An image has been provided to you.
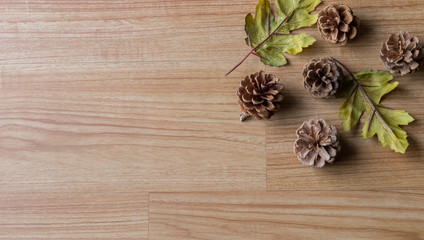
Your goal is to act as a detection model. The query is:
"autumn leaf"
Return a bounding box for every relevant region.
[225,0,321,76]
[245,0,321,66]
[336,60,414,153]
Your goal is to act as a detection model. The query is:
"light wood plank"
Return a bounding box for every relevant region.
[0,0,424,64]
[0,193,148,240]
[149,191,424,240]
[0,0,255,63]
[266,1,424,190]
[0,62,266,193]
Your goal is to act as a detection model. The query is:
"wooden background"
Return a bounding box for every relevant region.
[0,0,424,240]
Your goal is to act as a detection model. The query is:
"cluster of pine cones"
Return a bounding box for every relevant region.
[237,3,424,168]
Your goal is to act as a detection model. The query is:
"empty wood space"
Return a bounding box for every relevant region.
[0,0,424,240]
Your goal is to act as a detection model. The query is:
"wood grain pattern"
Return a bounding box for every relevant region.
[149,191,424,240]
[0,0,424,237]
[266,1,424,190]
[0,193,148,240]
[0,62,266,192]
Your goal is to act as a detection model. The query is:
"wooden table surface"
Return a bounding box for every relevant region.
[0,0,424,240]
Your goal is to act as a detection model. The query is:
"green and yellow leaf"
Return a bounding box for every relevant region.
[245,0,321,66]
[337,69,414,153]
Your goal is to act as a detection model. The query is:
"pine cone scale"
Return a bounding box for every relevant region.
[317,3,360,45]
[302,58,343,98]
[380,31,424,76]
[294,119,340,168]
[237,71,284,121]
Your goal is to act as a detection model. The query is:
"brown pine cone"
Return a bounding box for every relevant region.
[302,58,343,98]
[237,71,284,121]
[317,3,359,45]
[294,119,340,168]
[380,31,424,76]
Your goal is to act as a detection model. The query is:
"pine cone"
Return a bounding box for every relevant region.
[294,119,340,168]
[317,3,359,45]
[302,58,343,98]
[237,71,284,121]
[380,31,424,76]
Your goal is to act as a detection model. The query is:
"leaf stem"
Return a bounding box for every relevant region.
[225,10,294,76]
[330,57,394,136]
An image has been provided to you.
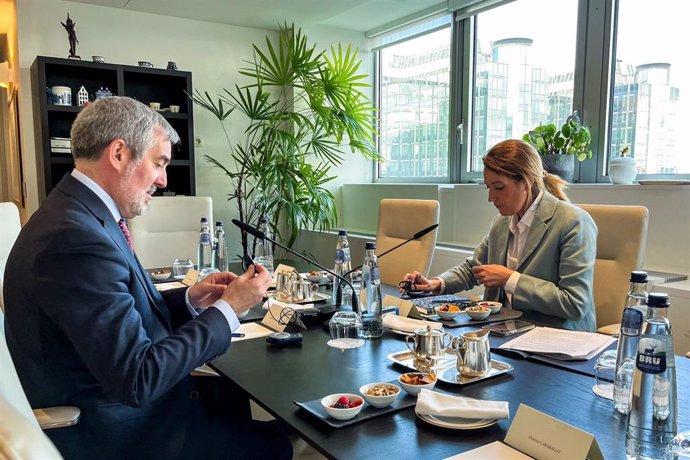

++++++++

• **Exercise brief**
Reproduce all of the data above word for word, leaving out the pictures.

• **Output of the exercise**
An image has been provided to you.
Your goal is to act as a detection model. The query is:
"autumn leaf"
Return a bounding box for every relevant region.
[225,0,321,76]
[245,0,321,66]
[336,60,414,153]
Your goal is to act as a detection model. The query is:
"light wood plank"
Return a bounding box for every relevant region.
[0,0,424,64]
[0,193,148,240]
[149,191,424,240]
[0,0,255,63]
[266,1,424,190]
[0,62,266,193]
Your goal is to act as a detection model. The query is:
"wooden background"
Return a bounding box for every relevant region.
[0,0,424,240]
Your goal is to act as a detection model. The query is:
"cluster of pine cones"
Return a bounding box for every relevant region.
[237,3,424,168]
Your goal is to act as a detection model. The query is:
"empty wood space"
Return a bounding box for every relevant region.
[0,0,424,240]
Your goal is to act as a detection model. The query is:
"wood grain pattern"
Return a bounding box for every relevant region.
[149,191,424,240]
[0,0,424,237]
[266,1,424,190]
[0,193,148,240]
[0,62,266,192]
Your goal is to act as a detection model. The query is:
"wooden table surface"
Return a bounding box for every relevant region.
[0,0,424,240]
Your goal is to act as a detection model. The query is:
"green and yellow leaf"
Return a bounding box for every relevant region.
[245,0,321,66]
[337,69,414,153]
Your goal is to act as a detection model. The query is:
"pine cone scale"
Return a bounding box for every relevant region.
[317,3,360,45]
[302,58,343,98]
[380,31,424,76]
[294,119,340,168]
[237,71,284,121]
Your goal is to act as a detection model. The query is:
"brown pine cone"
Return a bounding box for every relevant region.
[302,58,343,98]
[237,71,284,121]
[317,3,359,45]
[294,119,340,168]
[380,31,424,76]
Your goal is to act as a detection model. The query is:
"pine cone"
Return a bounding box for every relevant region.
[294,119,340,168]
[317,3,359,45]
[302,58,343,98]
[237,71,284,121]
[380,31,424,76]
Your goal is to act as a detection model. The query is:
"leaf stem"
Return a bounding box for every relevant region.
[225,10,294,76]
[330,57,394,136]
An image has been provided to you.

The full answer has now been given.